----- AVAILABLE DATA
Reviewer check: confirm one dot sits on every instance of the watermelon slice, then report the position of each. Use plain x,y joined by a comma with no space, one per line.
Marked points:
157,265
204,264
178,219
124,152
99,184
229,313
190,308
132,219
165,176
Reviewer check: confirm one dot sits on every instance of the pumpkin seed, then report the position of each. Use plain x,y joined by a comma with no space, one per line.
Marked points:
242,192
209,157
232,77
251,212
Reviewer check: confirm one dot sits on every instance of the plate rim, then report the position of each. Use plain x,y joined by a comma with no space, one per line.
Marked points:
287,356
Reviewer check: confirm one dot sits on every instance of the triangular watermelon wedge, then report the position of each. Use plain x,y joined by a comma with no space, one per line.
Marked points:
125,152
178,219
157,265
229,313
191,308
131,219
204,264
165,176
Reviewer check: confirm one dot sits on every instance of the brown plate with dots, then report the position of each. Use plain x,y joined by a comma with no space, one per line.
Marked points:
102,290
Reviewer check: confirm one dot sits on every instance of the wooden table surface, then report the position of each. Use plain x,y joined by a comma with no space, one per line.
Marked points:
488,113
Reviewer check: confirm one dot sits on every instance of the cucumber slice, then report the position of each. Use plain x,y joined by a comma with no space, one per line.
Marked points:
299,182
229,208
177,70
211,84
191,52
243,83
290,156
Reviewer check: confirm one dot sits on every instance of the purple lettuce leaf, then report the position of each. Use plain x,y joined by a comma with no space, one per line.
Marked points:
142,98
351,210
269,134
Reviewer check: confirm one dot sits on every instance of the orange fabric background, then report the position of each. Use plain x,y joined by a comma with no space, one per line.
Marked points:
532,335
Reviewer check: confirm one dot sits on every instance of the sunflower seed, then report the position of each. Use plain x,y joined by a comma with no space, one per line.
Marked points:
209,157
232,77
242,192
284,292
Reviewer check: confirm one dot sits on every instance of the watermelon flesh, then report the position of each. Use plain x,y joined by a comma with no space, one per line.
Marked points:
----------
== TASK TO CARRY OUT ==
Copy every one of the records above word for word, with each line kept the same.

== SOLVED PROBLEM ==
Reviewer check: confirm one dot sits on every instance of the watermelon slice, then report the position of each. Use plain x,y joined by a comma with no space, one per line.
Marked points:
157,265
204,264
178,219
124,152
99,184
229,313
190,308
132,219
165,176
Reviewer check: confirm one dot sits on every instance of the pumpkin seed, then report the position of each. Use plain x,y joined by a comma with no space, one per line.
Marked points:
242,192
209,157
232,77
251,212
Reviewer check: confirm one dot sits on every instance of the plate rim, then report the position of each. Use plain x,y joined by a comma with no space, one per line.
Marked points:
287,356
Reviewer check: confirm one dot sits on every instance of the triangular watermelon wedge, then report the position of each. Use plain x,y joined by a comma with no space, one per line.
Marked points:
125,152
178,219
157,265
229,313
191,308
131,219
204,264
165,176
Reviewer check: confirm one dot sits on every instance of the brown plate with dots, then report the position of each. Use plain x,y joined by a comma with no space, one per line.
Marked points:
102,290
Reviewer check: confirm one dot sits on every instance of the wooden table surface, then report the position of each. Use plain x,y joined by a comma with no space, one per line.
Marked points:
488,113
Reviewer check: confirm one dot sits on every instance of the cucumber slice, then report the position of each. Use plain x,y joined by a comma with no space, one per line.
Marked points:
299,182
229,208
177,70
211,84
191,52
243,83
290,156
Reviewer check: confirm one dot sits on every instance of the purple lettuce leaf, then report the position of each. Use plain x,y joined by a comma with no space, one per line.
Marked points:
142,98
351,210
269,134
Reviewer check: confirm one dot sits on every instance of the orange fabric background, then report the position of each. Use plain x,y joined by a comma with no space, one per line.
Marked points:
532,335
Reviewer check: confirm one dot sits on every instance of the sunflower seed, then report the position of each. Use plain x,y joined by a comma with no space, one per line.
Marked points:
209,157
232,77
242,192
284,292
Reviewer check: confirm one dot sits on every instance of the watermelon flesh, then report the position of each. Use plain x,y joined by a comma with no space, one per line.
Marked points:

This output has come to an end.